Stored records ::
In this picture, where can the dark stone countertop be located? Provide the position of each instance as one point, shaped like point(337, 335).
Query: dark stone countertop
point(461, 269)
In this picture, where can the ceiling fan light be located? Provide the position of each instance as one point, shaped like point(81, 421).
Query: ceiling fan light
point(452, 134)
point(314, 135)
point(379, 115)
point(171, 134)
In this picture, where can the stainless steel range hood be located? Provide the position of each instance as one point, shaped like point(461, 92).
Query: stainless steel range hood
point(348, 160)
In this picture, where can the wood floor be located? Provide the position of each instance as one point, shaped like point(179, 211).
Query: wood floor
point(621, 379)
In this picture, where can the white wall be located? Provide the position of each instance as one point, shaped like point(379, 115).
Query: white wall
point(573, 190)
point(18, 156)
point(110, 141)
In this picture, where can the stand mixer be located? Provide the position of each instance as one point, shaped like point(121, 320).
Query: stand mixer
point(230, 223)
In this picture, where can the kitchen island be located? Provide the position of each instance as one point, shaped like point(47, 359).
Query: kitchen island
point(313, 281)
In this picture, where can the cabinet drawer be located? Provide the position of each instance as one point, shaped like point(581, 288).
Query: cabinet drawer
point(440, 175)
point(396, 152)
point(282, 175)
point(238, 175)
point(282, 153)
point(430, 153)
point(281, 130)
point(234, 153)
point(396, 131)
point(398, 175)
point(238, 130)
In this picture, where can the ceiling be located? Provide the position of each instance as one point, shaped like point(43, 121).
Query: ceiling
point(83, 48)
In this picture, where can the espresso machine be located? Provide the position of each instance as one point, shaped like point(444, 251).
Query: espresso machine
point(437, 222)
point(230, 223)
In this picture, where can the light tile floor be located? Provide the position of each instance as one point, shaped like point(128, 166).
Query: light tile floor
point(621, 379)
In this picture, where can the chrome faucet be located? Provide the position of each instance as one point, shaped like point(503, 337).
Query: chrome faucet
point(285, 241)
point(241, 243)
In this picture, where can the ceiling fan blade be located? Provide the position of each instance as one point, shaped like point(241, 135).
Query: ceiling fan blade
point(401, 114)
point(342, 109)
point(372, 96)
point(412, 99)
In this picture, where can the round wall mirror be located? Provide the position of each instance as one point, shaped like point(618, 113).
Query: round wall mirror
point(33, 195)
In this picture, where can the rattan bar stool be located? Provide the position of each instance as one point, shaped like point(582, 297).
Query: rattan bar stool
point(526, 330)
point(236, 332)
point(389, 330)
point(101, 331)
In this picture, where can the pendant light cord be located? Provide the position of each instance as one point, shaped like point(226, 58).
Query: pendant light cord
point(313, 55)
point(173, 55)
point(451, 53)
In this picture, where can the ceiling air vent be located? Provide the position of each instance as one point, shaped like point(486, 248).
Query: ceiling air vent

Work instruction ::
Within the data above, how many lines contain "vent"? Respond with the tally alone.

Written reply ::
2